* START *

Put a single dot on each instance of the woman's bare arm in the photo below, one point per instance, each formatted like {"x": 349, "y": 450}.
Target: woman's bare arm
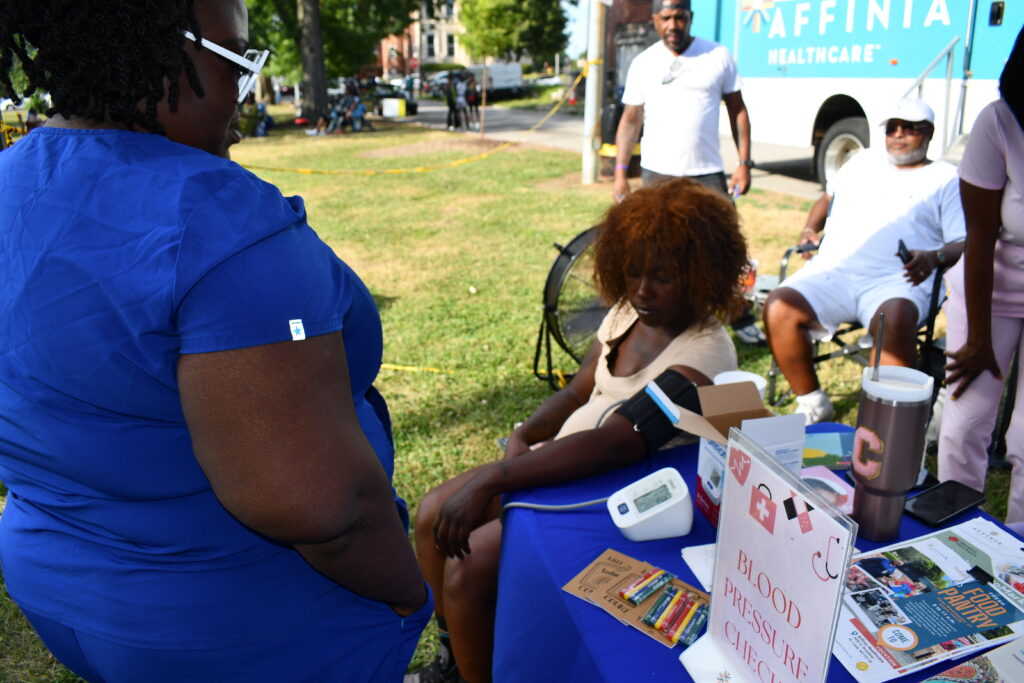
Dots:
{"x": 274, "y": 429}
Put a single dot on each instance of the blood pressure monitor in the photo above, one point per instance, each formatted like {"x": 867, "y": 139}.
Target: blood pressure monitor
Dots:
{"x": 657, "y": 506}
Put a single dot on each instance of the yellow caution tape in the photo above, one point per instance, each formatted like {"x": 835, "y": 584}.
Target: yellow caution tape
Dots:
{"x": 414, "y": 369}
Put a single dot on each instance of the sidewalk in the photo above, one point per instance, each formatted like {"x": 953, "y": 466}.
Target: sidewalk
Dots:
{"x": 780, "y": 169}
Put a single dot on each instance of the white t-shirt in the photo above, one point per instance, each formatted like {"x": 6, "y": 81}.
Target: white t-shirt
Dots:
{"x": 876, "y": 205}
{"x": 680, "y": 134}
{"x": 994, "y": 160}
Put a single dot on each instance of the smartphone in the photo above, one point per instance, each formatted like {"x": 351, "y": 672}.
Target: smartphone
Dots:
{"x": 943, "y": 502}
{"x": 903, "y": 253}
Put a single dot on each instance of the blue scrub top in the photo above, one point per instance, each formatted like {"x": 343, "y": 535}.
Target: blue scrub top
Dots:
{"x": 119, "y": 252}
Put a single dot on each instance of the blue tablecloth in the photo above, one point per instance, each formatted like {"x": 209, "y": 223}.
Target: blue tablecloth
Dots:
{"x": 545, "y": 634}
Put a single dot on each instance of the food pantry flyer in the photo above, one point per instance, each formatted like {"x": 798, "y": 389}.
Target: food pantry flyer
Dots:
{"x": 943, "y": 595}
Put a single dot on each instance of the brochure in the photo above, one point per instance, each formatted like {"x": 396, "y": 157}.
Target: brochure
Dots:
{"x": 939, "y": 596}
{"x": 832, "y": 450}
{"x": 1004, "y": 665}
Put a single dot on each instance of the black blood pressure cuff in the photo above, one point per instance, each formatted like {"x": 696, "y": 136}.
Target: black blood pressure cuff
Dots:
{"x": 647, "y": 416}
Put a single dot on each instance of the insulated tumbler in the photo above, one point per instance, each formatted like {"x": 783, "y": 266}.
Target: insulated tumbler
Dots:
{"x": 888, "y": 446}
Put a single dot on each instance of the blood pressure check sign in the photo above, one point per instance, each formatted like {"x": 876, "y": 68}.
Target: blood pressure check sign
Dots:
{"x": 739, "y": 465}
{"x": 803, "y": 518}
{"x": 763, "y": 508}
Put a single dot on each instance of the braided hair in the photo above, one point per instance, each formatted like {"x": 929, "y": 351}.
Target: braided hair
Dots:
{"x": 99, "y": 59}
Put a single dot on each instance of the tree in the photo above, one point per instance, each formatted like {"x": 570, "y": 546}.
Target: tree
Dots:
{"x": 348, "y": 33}
{"x": 511, "y": 29}
{"x": 311, "y": 48}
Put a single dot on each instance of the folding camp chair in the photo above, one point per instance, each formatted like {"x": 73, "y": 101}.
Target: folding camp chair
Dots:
{"x": 857, "y": 347}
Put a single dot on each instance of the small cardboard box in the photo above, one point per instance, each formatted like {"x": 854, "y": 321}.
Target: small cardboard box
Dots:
{"x": 728, "y": 406}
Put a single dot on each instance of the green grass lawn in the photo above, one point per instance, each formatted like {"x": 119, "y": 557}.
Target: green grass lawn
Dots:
{"x": 457, "y": 260}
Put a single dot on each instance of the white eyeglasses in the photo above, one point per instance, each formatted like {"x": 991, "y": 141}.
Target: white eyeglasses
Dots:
{"x": 252, "y": 61}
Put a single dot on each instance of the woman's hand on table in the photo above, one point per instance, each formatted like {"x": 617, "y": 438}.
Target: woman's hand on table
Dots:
{"x": 968, "y": 363}
{"x": 462, "y": 513}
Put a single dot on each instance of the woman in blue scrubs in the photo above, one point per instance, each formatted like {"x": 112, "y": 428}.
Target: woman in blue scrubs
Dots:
{"x": 199, "y": 466}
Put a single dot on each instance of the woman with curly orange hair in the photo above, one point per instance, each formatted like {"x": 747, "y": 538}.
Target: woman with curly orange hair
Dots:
{"x": 669, "y": 260}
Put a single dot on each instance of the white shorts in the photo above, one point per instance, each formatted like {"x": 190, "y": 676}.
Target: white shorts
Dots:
{"x": 839, "y": 297}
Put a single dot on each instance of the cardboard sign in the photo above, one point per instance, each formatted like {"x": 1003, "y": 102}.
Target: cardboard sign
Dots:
{"x": 779, "y": 566}
{"x": 601, "y": 581}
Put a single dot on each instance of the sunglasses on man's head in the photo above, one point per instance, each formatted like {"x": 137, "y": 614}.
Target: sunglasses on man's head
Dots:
{"x": 915, "y": 128}
{"x": 251, "y": 62}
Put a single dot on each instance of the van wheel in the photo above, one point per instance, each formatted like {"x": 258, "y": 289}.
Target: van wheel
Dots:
{"x": 843, "y": 139}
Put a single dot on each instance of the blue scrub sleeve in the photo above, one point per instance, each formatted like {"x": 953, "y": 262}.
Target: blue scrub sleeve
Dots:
{"x": 286, "y": 287}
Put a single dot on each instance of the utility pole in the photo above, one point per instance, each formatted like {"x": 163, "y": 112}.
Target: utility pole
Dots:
{"x": 595, "y": 91}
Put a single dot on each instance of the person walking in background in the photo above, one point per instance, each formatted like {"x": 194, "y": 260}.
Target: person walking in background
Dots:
{"x": 985, "y": 308}
{"x": 461, "y": 104}
{"x": 673, "y": 92}
{"x": 450, "y": 98}
{"x": 473, "y": 101}
{"x": 199, "y": 465}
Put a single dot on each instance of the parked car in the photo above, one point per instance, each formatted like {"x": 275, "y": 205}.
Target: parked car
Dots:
{"x": 437, "y": 83}
{"x": 385, "y": 90}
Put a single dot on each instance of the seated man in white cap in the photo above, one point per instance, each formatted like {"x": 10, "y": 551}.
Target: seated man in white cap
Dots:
{"x": 872, "y": 203}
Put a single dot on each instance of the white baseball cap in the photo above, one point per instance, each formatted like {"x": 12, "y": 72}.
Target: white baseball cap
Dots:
{"x": 909, "y": 109}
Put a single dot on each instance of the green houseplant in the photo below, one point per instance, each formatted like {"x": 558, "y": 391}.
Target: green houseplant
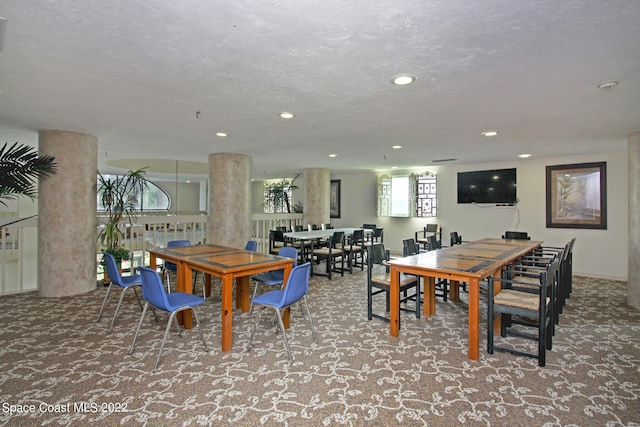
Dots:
{"x": 20, "y": 167}
{"x": 118, "y": 196}
{"x": 277, "y": 194}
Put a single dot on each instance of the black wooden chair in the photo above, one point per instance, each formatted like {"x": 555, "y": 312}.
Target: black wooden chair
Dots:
{"x": 421, "y": 237}
{"x": 409, "y": 247}
{"x": 331, "y": 253}
{"x": 379, "y": 280}
{"x": 529, "y": 300}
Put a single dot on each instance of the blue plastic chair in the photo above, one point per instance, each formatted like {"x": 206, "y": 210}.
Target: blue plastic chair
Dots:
{"x": 251, "y": 245}
{"x": 169, "y": 267}
{"x": 154, "y": 294}
{"x": 276, "y": 277}
{"x": 117, "y": 279}
{"x": 296, "y": 290}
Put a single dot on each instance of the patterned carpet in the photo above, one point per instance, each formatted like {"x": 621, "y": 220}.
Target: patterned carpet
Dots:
{"x": 54, "y": 358}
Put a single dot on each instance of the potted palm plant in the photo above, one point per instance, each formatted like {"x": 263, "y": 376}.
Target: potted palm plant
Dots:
{"x": 20, "y": 167}
{"x": 277, "y": 194}
{"x": 118, "y": 196}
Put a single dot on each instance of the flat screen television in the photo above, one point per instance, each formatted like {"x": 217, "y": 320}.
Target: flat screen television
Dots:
{"x": 497, "y": 186}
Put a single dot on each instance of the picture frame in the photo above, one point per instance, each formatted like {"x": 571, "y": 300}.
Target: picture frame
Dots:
{"x": 576, "y": 195}
{"x": 334, "y": 199}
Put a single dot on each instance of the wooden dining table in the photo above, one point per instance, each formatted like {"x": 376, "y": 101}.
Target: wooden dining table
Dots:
{"x": 471, "y": 263}
{"x": 227, "y": 263}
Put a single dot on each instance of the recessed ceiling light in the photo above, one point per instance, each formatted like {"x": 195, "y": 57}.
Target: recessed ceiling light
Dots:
{"x": 403, "y": 79}
{"x": 608, "y": 85}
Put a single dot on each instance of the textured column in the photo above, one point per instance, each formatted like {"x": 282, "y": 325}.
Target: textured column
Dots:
{"x": 230, "y": 199}
{"x": 633, "y": 285}
{"x": 67, "y": 215}
{"x": 317, "y": 189}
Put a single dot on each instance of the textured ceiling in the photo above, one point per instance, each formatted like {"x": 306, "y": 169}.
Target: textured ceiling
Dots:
{"x": 134, "y": 74}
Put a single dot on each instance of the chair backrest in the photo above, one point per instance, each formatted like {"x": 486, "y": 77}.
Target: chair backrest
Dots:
{"x": 112, "y": 269}
{"x": 357, "y": 237}
{"x": 455, "y": 239}
{"x": 289, "y": 252}
{"x": 297, "y": 284}
{"x": 376, "y": 254}
{"x": 409, "y": 247}
{"x": 432, "y": 243}
{"x": 338, "y": 237}
{"x": 175, "y": 244}
{"x": 153, "y": 289}
{"x": 517, "y": 235}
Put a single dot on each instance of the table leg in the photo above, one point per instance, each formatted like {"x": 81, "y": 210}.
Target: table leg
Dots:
{"x": 497, "y": 323}
{"x": 183, "y": 279}
{"x": 242, "y": 293}
{"x": 207, "y": 284}
{"x": 429, "y": 296}
{"x": 454, "y": 290}
{"x": 394, "y": 301}
{"x": 227, "y": 312}
{"x": 474, "y": 319}
{"x": 286, "y": 315}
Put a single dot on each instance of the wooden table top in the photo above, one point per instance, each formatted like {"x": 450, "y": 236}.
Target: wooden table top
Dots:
{"x": 476, "y": 259}
{"x": 220, "y": 259}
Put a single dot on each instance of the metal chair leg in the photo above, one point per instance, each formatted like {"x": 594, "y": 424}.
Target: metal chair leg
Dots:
{"x": 104, "y": 302}
{"x": 313, "y": 329}
{"x": 284, "y": 334}
{"x": 164, "y": 338}
{"x": 133, "y": 343}
{"x": 113, "y": 321}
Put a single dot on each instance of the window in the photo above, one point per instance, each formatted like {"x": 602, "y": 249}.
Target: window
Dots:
{"x": 426, "y": 203}
{"x": 152, "y": 198}
{"x": 278, "y": 196}
{"x": 407, "y": 195}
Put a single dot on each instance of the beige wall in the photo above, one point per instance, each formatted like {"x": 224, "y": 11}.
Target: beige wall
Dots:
{"x": 601, "y": 253}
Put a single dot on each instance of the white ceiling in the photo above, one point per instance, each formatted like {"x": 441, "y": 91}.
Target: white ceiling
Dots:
{"x": 134, "y": 74}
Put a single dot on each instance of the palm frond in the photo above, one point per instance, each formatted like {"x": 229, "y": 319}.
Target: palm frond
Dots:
{"x": 20, "y": 168}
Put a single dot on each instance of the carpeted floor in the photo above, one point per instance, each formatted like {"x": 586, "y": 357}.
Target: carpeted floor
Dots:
{"x": 54, "y": 359}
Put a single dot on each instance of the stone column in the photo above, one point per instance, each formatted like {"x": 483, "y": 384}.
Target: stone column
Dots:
{"x": 633, "y": 284}
{"x": 230, "y": 199}
{"x": 317, "y": 189}
{"x": 67, "y": 215}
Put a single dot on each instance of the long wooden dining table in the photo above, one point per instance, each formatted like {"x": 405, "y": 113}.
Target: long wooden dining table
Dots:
{"x": 470, "y": 262}
{"x": 228, "y": 264}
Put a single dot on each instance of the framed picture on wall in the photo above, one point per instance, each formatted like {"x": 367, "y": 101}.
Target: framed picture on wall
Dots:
{"x": 577, "y": 196}
{"x": 334, "y": 198}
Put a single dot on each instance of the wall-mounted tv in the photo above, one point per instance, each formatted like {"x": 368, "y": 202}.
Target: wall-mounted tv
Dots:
{"x": 497, "y": 186}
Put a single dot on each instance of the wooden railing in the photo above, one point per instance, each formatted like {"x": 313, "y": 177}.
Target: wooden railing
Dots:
{"x": 18, "y": 246}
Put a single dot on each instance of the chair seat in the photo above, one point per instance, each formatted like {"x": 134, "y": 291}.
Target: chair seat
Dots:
{"x": 518, "y": 299}
{"x": 270, "y": 278}
{"x": 183, "y": 299}
{"x": 385, "y": 279}
{"x": 325, "y": 251}
{"x": 132, "y": 280}
{"x": 272, "y": 298}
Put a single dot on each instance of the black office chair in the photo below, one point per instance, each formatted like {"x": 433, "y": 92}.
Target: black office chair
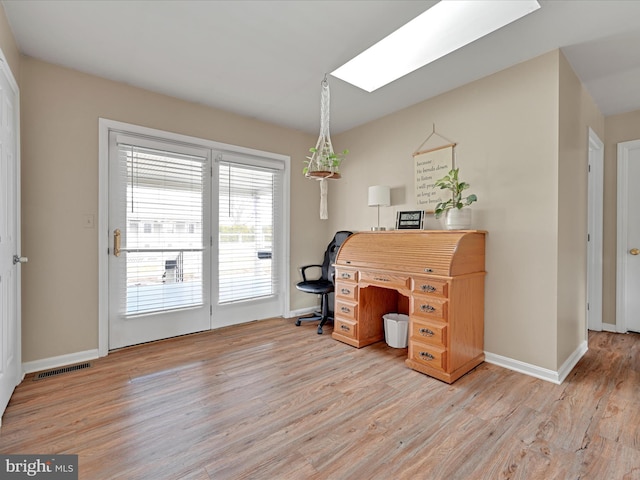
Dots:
{"x": 323, "y": 285}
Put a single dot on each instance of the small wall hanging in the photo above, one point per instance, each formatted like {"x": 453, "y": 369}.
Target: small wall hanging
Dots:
{"x": 324, "y": 163}
{"x": 430, "y": 165}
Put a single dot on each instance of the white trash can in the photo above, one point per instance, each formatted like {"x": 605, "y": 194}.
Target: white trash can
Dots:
{"x": 396, "y": 329}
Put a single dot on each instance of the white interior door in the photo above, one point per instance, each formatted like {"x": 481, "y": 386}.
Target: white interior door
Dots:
{"x": 159, "y": 227}
{"x": 628, "y": 272}
{"x": 10, "y": 352}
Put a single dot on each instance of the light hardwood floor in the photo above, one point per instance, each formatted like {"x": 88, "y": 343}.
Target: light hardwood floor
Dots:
{"x": 269, "y": 400}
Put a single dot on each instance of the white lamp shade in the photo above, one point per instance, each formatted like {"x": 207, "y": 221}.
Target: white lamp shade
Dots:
{"x": 379, "y": 196}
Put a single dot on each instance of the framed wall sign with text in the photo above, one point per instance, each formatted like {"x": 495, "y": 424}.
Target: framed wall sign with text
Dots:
{"x": 412, "y": 220}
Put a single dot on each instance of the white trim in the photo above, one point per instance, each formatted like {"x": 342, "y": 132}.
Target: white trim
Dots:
{"x": 536, "y": 371}
{"x": 595, "y": 208}
{"x": 18, "y": 373}
{"x": 104, "y": 127}
{"x": 621, "y": 253}
{"x": 60, "y": 361}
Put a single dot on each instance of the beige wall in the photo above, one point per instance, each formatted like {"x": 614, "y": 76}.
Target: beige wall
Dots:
{"x": 506, "y": 129}
{"x": 577, "y": 112}
{"x": 618, "y": 128}
{"x": 8, "y": 46}
{"x": 521, "y": 133}
{"x": 60, "y": 111}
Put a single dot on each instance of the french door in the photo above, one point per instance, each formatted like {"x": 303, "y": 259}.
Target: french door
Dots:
{"x": 10, "y": 352}
{"x": 159, "y": 276}
{"x": 197, "y": 235}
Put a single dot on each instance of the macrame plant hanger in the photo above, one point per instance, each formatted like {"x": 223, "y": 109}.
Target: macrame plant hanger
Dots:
{"x": 323, "y": 163}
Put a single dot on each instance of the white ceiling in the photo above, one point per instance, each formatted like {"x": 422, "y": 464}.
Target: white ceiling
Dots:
{"x": 265, "y": 59}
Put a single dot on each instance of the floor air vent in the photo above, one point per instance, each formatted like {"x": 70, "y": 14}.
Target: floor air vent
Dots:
{"x": 60, "y": 371}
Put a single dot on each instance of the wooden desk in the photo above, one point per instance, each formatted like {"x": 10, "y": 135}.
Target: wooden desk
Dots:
{"x": 434, "y": 276}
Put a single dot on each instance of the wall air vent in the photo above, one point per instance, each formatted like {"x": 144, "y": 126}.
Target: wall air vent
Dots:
{"x": 60, "y": 371}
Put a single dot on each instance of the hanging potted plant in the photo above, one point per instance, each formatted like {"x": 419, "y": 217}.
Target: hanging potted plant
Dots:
{"x": 456, "y": 216}
{"x": 324, "y": 162}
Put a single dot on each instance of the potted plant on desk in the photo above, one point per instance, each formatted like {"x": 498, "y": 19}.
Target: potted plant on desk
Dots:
{"x": 456, "y": 216}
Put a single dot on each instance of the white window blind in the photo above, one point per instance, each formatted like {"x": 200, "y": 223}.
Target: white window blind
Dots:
{"x": 164, "y": 241}
{"x": 249, "y": 206}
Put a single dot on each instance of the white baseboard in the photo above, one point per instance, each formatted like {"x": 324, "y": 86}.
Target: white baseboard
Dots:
{"x": 60, "y": 361}
{"x": 536, "y": 371}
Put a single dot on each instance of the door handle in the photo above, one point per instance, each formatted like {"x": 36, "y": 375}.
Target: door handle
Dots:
{"x": 116, "y": 242}
{"x": 17, "y": 259}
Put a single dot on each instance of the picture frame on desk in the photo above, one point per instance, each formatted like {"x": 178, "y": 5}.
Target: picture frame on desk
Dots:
{"x": 410, "y": 220}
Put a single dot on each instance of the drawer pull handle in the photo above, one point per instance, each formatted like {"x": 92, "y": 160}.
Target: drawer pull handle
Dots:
{"x": 426, "y": 356}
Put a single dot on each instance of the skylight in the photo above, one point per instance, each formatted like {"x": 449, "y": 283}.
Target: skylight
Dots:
{"x": 444, "y": 28}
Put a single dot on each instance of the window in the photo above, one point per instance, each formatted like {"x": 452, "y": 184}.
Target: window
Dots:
{"x": 163, "y": 267}
{"x": 248, "y": 216}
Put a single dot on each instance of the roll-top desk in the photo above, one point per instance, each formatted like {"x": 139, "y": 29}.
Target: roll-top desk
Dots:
{"x": 434, "y": 276}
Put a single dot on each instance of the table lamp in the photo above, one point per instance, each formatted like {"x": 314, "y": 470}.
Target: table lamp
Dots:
{"x": 379, "y": 196}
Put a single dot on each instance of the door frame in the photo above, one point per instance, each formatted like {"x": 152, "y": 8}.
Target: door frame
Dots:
{"x": 622, "y": 231}
{"x": 19, "y": 372}
{"x": 595, "y": 231}
{"x": 104, "y": 127}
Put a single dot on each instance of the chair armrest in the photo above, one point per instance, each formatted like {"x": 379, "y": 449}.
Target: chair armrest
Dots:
{"x": 304, "y": 268}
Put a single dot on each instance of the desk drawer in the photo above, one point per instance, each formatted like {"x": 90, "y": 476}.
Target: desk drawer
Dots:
{"x": 434, "y": 333}
{"x": 386, "y": 280}
{"x": 346, "y": 309}
{"x": 347, "y": 290}
{"x": 345, "y": 327}
{"x": 429, "y": 307}
{"x": 432, "y": 286}
{"x": 429, "y": 355}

* END *

# PROBLEM STATEMENT
Copy out the lines from the line containing "Put a single dot on each instance of the roll-top" to the end of the listing above, without alteration.

# FINAL ANSWER
Put a single dot on each instance of the roll-top desk in the photo above, one point per instance, each formatted like {"x": 139, "y": 29}.
Target: roll-top desk
Dots:
{"x": 434, "y": 276}
Put a single dot on each instance of the table lamp in the photo above, one point per instance, each formatted like {"x": 314, "y": 470}.
Target: table lamp
Dots:
{"x": 379, "y": 196}
Put a single dot on each instance of the door frame in the photo above, one point per instance, each formatted like {"x": 152, "y": 8}.
Target: door frame
Dots:
{"x": 622, "y": 231}
{"x": 19, "y": 372}
{"x": 595, "y": 231}
{"x": 104, "y": 127}
Put a single dot on each instance of the chair armrest in the photo above, one point per instance, each formatted like {"x": 379, "y": 449}.
Target: chair armrest
Dots:
{"x": 304, "y": 268}
Put a single dot on each instance of the desk drawer in the photo above, one point per instance, each formatted like {"x": 90, "y": 476}.
Target: desk drawer
Dots:
{"x": 434, "y": 333}
{"x": 386, "y": 280}
{"x": 346, "y": 309}
{"x": 347, "y": 290}
{"x": 345, "y": 327}
{"x": 429, "y": 307}
{"x": 432, "y": 286}
{"x": 429, "y": 355}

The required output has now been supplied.